Le médecin de Nagasaki perfectionna alors l’attaque et la défensive en corps à corps et créa quelques centaines de prises. Ses disciples propagèrent son enseignement sous le nom de Yoshin-Ryu ou “Ecole du coeur de Saule”.

Comme tous les arts martiaux, il semblerait que le jujutsu soit né au Japon lors des différents conflits qui eurent lieu entre 794 et 1 185. Un guerrier désarmé devait pouvoir se défendre face à un adversaire armé. . Cette discipline fut développée par les “Bushi” (chevaliers) sous l’époque de Kamakaru (1185-1333). . L’art du jujutsu “guerriers” visait principalement à anéantir l’adversaire. Il utilisait des techniques efficaces et souvent mortelles.

 

Le  redoutable  secret  du  moine  chinois

En 1650, un bonze chinois s’installa dans la région de l’Edo (aujourd’hui Tokyo), au temple Kokushoji. Fin lettré, Chen Young Ping se proposait d’enseigner aux Japonais cultivés la calligraphie, ainsi que la philosophie chinoise. Vivant seul dans une dépendance retirée du temple, ce curieux bonze n’était visible qu’aux seules heures où il enseignait.

A cette époque, Edo était considérée comme la capitale militaire de l’Empire et, de ce fait, la région était très fréquentée par les samouraïs. Ils excellaient dans tous les arts guerriers et perfectionnaient sans cesse leurs techniques de combat. Parmi eux, une classe inférieure était chargée bien souvent de jouer le rôle de “force de l’ordre” et, ainsi, de se livrer à de nombreux combats au corps à corps.

Or un soir de 1658, trois kachis (samouraïs inférieurs portant deux sabres, mais ne montant pas à cheval) escortaient, dans les ruelles obscures de l’Edo, Chen Young Ping. Ce dernier venait de donner des leçons à un haut fonctionnaire du Shogun. Pour son retour, il s’était vu dans l’obligation d’accepter une escorte afin que rien de fâcheux ne lui arrivât pendant son voyage nocturne. Mais précisément, il lui advint une aventure peu banale. Alors que le petit groupe franchissait les remparts de la ville, des bandits armés les attaquèrent. Nos trois kachis, avec une rapidité fulgurante, dégainèrent leur sabre et entourèrent le bonze. Une bataille rangée s’en suivit. Certains agresseurs étaient armés de bâtons, d’autres de couteaux. Après un combat acharné, les kachis furent désarmés: il fallait passer au corps à corps. C’est alors que l’incroyable arriva. Rapide comme l’éclair, notre paisible et studieux Chinois s’élança vers les agresseurs. Avec une habileté incroyable, il mit à mal un premier bandit; en quelques secondes, un deuxième. Un troisième fut mis hors de combat avant de se rendre compte de ce qui lui arrivait. Surpris, puis terrorisés, les autres brigands s’enfuirent.

Abasourdis, les trois samouraïs n’en croyaient pas leurs yeux. Pleins d’admiration pour le bonze, ils le reconduisirent au temple et lui demandèrent de leur livrer le secret de sa force. Mais tout le long du chemin, Chen Young Ping garda le silence. Rendu à bon port, il salua cérémonieusement ses gardes et se retira pour la nuit. Les trois kachis décidèrent d’en savoir davantage et s’endormirent devant la porte du temple. Le lendemain, s’adressant au bonze, ils renouvelèrent leur prière. Le sage sourit et leur dit que son art n’était pas pour les esprits simples, mais pour des âmes fortes. Les samouraïs s’engagèrent aussitôt à faire ce qu’il fallait pour s’initier à cette technique stupéfiante dont ils avaient été les témoins. Voyant leur enthousiasme, Chen Young Ping décida de les prendre pour disciples. Après une longue période d’instruction, il prit chaque kachis à part et, dans le plus grand secret, lui enseigna quelques prises redoutables. Chaque kachi étudia une méthode différente: l’un se spécialisa dans les projections, l’autre dans les luxations et étranglements et le troisième dans les coups frappés sur les points vitaux. Chacun s’en alla bientôt à travers le Japon pour enseigner.

● DONNÉES FOURNIES
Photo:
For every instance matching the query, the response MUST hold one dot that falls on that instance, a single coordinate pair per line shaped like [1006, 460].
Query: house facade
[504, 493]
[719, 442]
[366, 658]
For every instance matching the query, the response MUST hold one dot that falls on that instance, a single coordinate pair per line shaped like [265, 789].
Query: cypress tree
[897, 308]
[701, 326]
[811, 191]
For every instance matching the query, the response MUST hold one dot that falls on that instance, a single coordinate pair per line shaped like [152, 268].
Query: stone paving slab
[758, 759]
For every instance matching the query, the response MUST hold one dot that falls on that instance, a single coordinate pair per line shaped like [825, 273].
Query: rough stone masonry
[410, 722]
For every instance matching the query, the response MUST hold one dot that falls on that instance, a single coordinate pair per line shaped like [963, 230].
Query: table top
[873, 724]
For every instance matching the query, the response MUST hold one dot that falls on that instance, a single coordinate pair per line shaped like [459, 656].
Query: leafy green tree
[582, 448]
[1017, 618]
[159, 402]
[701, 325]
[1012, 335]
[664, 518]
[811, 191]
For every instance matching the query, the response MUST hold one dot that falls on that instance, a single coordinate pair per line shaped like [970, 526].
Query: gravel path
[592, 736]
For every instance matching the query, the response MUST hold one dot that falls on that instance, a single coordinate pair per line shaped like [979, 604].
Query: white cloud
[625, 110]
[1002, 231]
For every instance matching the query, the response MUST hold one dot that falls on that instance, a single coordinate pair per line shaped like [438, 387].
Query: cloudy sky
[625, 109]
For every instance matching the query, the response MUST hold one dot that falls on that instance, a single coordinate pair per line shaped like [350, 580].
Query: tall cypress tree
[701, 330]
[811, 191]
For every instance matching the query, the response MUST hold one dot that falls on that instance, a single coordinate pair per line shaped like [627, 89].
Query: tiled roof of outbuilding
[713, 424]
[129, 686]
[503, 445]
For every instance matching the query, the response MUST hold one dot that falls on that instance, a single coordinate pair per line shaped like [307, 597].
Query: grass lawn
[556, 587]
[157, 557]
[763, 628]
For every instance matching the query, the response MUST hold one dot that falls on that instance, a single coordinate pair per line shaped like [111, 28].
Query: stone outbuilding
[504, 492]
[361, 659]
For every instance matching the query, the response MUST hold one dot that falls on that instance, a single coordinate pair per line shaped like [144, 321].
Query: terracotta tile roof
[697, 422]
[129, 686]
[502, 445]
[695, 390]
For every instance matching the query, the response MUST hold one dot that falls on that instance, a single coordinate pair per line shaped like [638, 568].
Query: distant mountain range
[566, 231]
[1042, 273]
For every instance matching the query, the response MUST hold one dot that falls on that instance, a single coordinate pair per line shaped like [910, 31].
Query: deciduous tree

● CONSIGNE
Citez mot pour mot le passage du texte sur l'histoire du jujutsu qui s'ouvre sur les mots contenant « Le  redoutable  secret » et se clôt sur « où il enseignait. ».

● RÉPONSE ATTENDUE
Le  redoutable  secret  du  moine  chinois

En 1650, un bonze chinois s’installa dans la région de l’Edo (aujourd’hui Tokyo), au temple Kokushoji. Fin lettré, Chen Young Ping se proposait d’enseigner aux Japonais cultivés la calligraphie, ainsi que la philosophie chinoise. Vivant seul dans une dépendance retirée du temple, ce curieux bonze n’était visible qu’aux seules heures où il enseignait.